■ **EXERCISE AIM**: Select and copy every line of the lines below that contains the string "hand". Case counts.

■ **RECORD LIST**:
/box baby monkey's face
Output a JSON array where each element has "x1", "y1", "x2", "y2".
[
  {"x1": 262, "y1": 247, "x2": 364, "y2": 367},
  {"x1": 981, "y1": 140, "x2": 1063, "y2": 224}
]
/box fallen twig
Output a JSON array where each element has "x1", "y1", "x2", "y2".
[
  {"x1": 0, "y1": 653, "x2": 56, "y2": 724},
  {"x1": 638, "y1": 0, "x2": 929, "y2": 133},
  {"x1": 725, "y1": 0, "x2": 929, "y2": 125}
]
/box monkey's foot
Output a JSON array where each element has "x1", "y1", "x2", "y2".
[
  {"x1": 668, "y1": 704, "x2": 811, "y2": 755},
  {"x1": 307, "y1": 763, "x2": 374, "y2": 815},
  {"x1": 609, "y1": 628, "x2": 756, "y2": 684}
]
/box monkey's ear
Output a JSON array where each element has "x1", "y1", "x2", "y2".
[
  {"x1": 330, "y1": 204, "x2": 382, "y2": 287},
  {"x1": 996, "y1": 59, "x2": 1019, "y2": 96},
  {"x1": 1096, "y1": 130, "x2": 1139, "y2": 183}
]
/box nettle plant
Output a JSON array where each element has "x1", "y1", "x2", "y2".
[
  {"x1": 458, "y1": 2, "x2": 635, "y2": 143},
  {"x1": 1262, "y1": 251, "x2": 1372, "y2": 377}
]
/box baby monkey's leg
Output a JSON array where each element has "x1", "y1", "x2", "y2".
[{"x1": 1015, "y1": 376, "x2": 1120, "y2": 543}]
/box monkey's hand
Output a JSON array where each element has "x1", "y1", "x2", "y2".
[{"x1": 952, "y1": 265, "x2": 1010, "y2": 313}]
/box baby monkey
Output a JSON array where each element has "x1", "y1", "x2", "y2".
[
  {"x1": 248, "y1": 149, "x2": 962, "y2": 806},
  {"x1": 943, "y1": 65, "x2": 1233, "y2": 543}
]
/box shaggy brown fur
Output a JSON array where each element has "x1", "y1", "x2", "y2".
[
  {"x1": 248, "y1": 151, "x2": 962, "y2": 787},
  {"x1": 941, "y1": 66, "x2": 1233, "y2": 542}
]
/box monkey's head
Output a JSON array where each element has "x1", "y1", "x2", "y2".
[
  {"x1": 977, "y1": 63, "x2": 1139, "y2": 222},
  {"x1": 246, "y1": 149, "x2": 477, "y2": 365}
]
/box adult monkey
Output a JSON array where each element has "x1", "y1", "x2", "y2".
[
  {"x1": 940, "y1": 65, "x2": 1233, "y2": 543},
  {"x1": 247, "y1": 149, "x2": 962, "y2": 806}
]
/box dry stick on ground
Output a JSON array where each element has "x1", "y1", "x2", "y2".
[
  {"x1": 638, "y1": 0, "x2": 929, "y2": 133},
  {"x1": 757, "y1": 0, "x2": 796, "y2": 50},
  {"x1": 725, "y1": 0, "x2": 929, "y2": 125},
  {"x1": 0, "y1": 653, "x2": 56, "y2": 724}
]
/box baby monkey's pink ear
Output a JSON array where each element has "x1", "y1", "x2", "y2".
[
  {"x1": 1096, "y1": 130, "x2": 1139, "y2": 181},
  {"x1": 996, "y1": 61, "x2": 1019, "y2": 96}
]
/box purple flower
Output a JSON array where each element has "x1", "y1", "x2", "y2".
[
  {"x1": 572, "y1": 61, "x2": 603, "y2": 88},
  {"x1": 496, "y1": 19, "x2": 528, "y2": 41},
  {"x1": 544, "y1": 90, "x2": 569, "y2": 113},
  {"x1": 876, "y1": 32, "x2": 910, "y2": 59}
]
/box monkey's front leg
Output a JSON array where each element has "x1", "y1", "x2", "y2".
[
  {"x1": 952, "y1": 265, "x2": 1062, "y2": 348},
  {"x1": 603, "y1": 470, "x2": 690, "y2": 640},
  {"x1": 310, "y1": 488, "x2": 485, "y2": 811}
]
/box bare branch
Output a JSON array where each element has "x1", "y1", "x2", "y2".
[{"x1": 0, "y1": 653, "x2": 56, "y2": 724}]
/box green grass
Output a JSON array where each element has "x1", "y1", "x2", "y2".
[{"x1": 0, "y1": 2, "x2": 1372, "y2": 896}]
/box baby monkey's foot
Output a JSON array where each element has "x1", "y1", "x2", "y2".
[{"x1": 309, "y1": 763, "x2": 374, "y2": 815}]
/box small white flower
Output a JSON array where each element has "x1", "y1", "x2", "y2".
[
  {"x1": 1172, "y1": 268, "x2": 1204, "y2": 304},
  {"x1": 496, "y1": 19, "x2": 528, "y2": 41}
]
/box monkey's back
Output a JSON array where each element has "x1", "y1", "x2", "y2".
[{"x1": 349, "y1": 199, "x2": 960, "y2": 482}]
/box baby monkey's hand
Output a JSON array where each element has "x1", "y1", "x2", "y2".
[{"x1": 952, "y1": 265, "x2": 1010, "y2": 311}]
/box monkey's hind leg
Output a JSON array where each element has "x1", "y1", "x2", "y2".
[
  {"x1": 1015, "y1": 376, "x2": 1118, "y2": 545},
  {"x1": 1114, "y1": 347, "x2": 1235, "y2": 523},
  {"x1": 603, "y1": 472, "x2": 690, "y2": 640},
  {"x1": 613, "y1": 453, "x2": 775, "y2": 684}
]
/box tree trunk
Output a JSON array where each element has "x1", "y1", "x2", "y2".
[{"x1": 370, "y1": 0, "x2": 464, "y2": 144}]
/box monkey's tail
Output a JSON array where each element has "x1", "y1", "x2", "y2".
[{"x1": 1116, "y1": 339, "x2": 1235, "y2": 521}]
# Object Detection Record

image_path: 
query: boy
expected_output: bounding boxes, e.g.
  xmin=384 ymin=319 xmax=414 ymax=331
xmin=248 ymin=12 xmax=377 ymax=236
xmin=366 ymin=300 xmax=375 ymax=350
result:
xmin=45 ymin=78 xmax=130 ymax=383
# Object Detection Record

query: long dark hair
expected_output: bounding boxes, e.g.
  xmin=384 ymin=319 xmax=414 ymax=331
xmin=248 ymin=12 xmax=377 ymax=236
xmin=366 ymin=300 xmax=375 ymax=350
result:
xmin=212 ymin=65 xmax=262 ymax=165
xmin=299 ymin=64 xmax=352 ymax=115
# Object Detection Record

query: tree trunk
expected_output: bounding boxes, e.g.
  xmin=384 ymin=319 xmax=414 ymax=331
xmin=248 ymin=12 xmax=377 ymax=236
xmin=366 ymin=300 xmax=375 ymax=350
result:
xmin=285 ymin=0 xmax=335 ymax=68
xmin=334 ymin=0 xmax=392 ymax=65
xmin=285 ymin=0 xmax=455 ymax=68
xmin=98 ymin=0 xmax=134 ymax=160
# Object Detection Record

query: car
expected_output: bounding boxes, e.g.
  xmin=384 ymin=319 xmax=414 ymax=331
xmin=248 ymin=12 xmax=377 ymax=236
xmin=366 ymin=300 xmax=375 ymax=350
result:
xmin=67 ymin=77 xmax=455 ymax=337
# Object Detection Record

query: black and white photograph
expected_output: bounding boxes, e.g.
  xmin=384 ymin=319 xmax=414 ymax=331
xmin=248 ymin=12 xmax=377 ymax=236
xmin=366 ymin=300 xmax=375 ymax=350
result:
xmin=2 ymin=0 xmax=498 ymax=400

■ **SOLUTION FOR THIS PROBLEM**:
/box monkey's hand
/box baby monkey's hand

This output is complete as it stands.